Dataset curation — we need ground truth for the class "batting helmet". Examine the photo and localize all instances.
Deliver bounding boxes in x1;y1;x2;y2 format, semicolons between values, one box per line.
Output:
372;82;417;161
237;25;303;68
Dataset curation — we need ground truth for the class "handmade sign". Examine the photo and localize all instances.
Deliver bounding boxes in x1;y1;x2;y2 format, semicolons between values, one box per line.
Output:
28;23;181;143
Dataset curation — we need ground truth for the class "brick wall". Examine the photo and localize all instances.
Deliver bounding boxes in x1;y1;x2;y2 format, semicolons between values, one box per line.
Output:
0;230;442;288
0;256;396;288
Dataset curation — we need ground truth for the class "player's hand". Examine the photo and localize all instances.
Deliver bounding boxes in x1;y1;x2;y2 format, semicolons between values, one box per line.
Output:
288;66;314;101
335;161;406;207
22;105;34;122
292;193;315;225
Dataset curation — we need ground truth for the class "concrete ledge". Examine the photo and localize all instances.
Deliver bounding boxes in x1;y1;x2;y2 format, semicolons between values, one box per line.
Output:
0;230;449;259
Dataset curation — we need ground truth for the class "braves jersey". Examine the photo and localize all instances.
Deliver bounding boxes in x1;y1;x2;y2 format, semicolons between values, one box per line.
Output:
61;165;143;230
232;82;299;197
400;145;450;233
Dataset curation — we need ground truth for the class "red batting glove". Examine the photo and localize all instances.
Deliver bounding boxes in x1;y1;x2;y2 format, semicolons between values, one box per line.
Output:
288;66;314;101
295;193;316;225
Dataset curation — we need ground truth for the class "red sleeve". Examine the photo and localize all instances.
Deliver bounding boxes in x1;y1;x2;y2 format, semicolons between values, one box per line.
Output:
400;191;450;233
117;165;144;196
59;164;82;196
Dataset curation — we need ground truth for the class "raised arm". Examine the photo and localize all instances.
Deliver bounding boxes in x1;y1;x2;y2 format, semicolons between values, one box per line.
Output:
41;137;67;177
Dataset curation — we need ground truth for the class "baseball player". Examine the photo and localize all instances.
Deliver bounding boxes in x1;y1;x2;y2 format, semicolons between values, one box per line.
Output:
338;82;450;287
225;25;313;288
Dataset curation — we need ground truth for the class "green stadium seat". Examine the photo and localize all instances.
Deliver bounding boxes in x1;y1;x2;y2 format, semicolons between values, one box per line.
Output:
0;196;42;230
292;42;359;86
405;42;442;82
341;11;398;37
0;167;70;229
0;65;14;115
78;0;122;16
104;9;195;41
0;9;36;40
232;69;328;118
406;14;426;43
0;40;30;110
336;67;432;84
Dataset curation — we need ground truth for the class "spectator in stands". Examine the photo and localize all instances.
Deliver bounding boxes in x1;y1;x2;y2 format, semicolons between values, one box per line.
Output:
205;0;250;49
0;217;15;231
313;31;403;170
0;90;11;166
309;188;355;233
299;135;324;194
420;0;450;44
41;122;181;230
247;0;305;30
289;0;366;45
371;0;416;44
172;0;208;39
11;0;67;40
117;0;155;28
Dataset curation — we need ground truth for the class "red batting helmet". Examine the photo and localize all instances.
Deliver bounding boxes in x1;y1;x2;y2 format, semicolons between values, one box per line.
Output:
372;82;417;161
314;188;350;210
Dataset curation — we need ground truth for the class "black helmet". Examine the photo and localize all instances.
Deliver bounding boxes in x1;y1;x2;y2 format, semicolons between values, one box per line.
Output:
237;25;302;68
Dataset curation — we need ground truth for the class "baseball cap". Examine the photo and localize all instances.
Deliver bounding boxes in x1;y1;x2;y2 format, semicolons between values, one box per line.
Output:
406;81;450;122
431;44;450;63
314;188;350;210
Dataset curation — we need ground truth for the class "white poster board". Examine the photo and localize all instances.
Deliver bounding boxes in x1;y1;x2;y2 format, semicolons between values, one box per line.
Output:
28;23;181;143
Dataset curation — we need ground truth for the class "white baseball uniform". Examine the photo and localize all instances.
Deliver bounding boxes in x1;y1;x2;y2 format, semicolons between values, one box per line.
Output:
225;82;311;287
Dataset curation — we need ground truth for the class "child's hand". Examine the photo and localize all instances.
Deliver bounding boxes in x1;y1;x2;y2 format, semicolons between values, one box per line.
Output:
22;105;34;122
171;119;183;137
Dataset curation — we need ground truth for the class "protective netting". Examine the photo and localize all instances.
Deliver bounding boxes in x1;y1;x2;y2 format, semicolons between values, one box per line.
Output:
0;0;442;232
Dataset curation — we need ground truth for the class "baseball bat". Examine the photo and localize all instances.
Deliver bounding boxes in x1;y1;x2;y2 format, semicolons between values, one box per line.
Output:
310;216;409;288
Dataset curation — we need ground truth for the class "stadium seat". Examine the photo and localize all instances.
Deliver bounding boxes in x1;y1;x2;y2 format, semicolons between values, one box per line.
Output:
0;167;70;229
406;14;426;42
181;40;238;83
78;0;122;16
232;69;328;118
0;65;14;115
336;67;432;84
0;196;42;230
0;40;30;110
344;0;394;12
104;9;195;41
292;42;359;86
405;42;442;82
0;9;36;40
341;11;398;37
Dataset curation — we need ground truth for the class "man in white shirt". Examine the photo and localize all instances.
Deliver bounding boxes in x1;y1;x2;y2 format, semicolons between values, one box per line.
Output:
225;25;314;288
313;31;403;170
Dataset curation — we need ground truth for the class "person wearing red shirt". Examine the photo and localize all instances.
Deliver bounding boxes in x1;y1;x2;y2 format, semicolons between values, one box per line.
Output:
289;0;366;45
────────────────
◆ The task ◆
Render all the items above as a JSON array of strings, one string per line, with blank lines omitted.

◆ Finished task ◆
[
  "Dataset curation — we need ground truth for the class \"batting helmet\". Examine the photo and localize all instances.",
  "Deliver bounding boxes in x1;y1;x2;y2 format, semicolons between values, one box per line.",
  "Output:",
  "372;82;417;161",
  "237;25;303;68",
  "Dataset curation — we need ground truth for the class \"handmade sign\". Examine the photo and localize all instances.",
  "Deliver bounding boxes in x1;y1;x2;y2 format, semicolons between values, one box per line.",
  "Output:",
  "28;23;181;143",
  "Dataset curation — we need ground truth for the class \"brick wall\". Examine the photo and localize all instances.",
  "Deliver bounding boxes in x1;y1;x2;y2 format, semicolons between values, one box per line.",
  "Output:",
  "0;230;442;288",
  "0;256;396;288",
  "Dataset curation — we need ground truth for the class \"player's hand\". Examine the photo and localize all instances.",
  "Deliver bounding boxes in x1;y1;x2;y2 format, semicolons between values, one box per line.",
  "Output:",
  "288;66;314;101",
  "335;161;406;207",
  "22;105;34;122",
  "292;193;315;225",
  "Dataset curation — we need ground truth for the class \"concrete ledge\". Examine the photo and localize all instances.",
  "Deliver bounding boxes in x1;y1;x2;y2 format, semicolons between values, one box per line.",
  "Output:",
  "0;230;449;259",
  "Dataset curation — we need ground truth for the class \"braves jersey\". Examine the photo and localize all instances.",
  "Deliver bounding boxes in x1;y1;x2;y2 format, semicolons between values, one box per line.",
  "Output:",
  "61;165;143;230",
  "232;82;299;197",
  "400;145;450;233",
  "Dataset curation — we need ground truth for the class \"red batting glove\". Examine the photo and localize all instances.",
  "Deliver bounding boxes in x1;y1;x2;y2 format, semicolons between values, one box per line.",
  "Output:",
  "288;66;314;101",
  "295;193;316;225",
  "Dataset curation — we need ground truth for the class \"red sleeve\". Examine the photo and localize all instances.",
  "Deliver bounding boxes in x1;y1;x2;y2 format, semicolons between values, one box per line.",
  "Output:",
  "400;191;450;233",
  "117;165;144;196",
  "59;164;82;196",
  "Dataset curation — we need ground truth for the class \"raised arm\". Examine the photo and localize all instances.",
  "Deliver bounding boxes in x1;y1;x2;y2 format, semicolons between values, one box per line.",
  "Output:",
  "41;137;67;177",
  "Dataset curation — we need ground truth for the class \"baseball player\". Examine the photo and localize all instances.",
  "Deliver bounding boxes in x1;y1;x2;y2 format, semicolons between values, one box per line.",
  "Output:",
  "338;82;450;287",
  "225;25;313;288",
  "Dataset curation — we need ground truth for the class \"green stadium seat\". Examine the photo and localize all instances.",
  "Deliver bounding boxes in x1;y1;x2;y2 format, semicolons between values, one box per line.",
  "Output:",
  "0;196;42;230",
  "292;42;359;86",
  "405;42;442;82",
  "341;11;398;37",
  "0;167;70;229",
  "0;65;14;115",
  "78;0;122;16",
  "104;9;195;41",
  "0;9;36;40",
  "232;69;328;118",
  "406;14;426;43",
  "0;40;30;110",
  "336;67;432;84",
  "Dataset curation — we need ground truth for the class \"spectator in stands\". Examine the photo and localize all instances.",
  "Deliver bounding boxes in x1;y1;x2;y2 format, semicolons between values, one box per line.",
  "Output:",
  "205;0;250;49",
  "0;217;15;231",
  "313;31;403;170",
  "0;90;11;166",
  "309;188;355;233",
  "299;135;324;194",
  "420;0;450;44",
  "41;122;181;230",
  "247;0;305;30",
  "289;0;366;45",
  "371;0;416;44",
  "172;0;208;39",
  "11;0;67;40",
  "117;0;155;28",
  "Dataset curation — we need ground truth for the class \"red batting helmet\". Examine the photo and localize all instances.",
  "Deliver bounding boxes in x1;y1;x2;y2 format, semicolons between values, one box per line.",
  "Output:",
  "372;82;417;161",
  "314;188;350;210",
  "Dataset curation — we need ground truth for the class \"black helmet\". Examine the photo and localize all instances.",
  "Deliver bounding boxes in x1;y1;x2;y2 format, semicolons between values, one box per line.",
  "Output:",
  "237;25;302;68",
  "Dataset curation — we need ground truth for the class \"baseball cap\". Examine the photo and localize all instances.",
  "Deliver bounding boxes in x1;y1;x2;y2 format, semicolons between values, one box per line.",
  "Output:",
  "406;81;450;122",
  "431;44;450;63",
  "314;188;350;210",
  "Dataset curation — we need ground truth for the class \"white poster board\". Examine the photo and localize all instances.",
  "Deliver bounding boxes in x1;y1;x2;y2 format, semicolons between values, one box per line.",
  "Output:",
  "28;23;181;143",
  "Dataset curation — we need ground truth for the class \"white baseball uniform\". Examine the photo and localize all instances.",
  "Deliver bounding boxes in x1;y1;x2;y2 format, semicolons between values, one box per line.",
  "Output:",
  "225;82;311;287",
  "Dataset curation — we need ground truth for the class \"child's hand\". Examine the photo and localize all instances.",
  "Deliver bounding boxes in x1;y1;x2;y2 format, semicolons between values, one box per line.",
  "Output:",
  "22;105;34;122",
  "171;119;183;137",
  "Dataset curation — we need ground truth for the class \"protective netting\". Examine the photo and localize all instances.",
  "Deliver bounding boxes in x1;y1;x2;y2 format, semicolons between values, one box per line.",
  "Output:",
  "0;0;442;232",
  "Dataset curation — we need ground truth for the class \"baseball bat\". Examine the photo and localize all instances.",
  "Deliver bounding boxes in x1;y1;x2;y2 format, semicolons between values, one box per line.",
  "Output:",
  "310;216;409;288",
  "Dataset curation — we need ground truth for the class \"stadium seat\". Examine the photo and localize all instances.",
  "Deliver bounding boxes in x1;y1;x2;y2 format, semicolons between values, one box per line.",
  "Output:",
  "0;167;70;229",
  "406;14;426;42",
  "181;40;238;83",
  "78;0;122;16",
  "232;69;328;118",
  "0;65;14;115",
  "336;67;432;84",
  "0;196;42;230",
  "0;40;30;110",
  "344;0;394;12",
  "104;9;195;41",
  "292;42;359;86",
  "405;42;442;82",
  "0;9;36;40",
  "341;11;398;37",
  "Dataset curation — we need ground truth for the class \"man in white shirt\". Examine the photo and localize all instances.",
  "Deliver bounding boxes in x1;y1;x2;y2 format, semicolons between values, one box per line.",
  "Output:",
  "225;25;314;288",
  "313;31;403;170",
  "Dataset curation — we need ground truth for the class \"person wearing red shirt\". Examine the photo and localize all instances.",
  "Deliver bounding boxes in x1;y1;x2;y2 format, semicolons between values, one box per line.",
  "Output:",
  "289;0;366;45"
]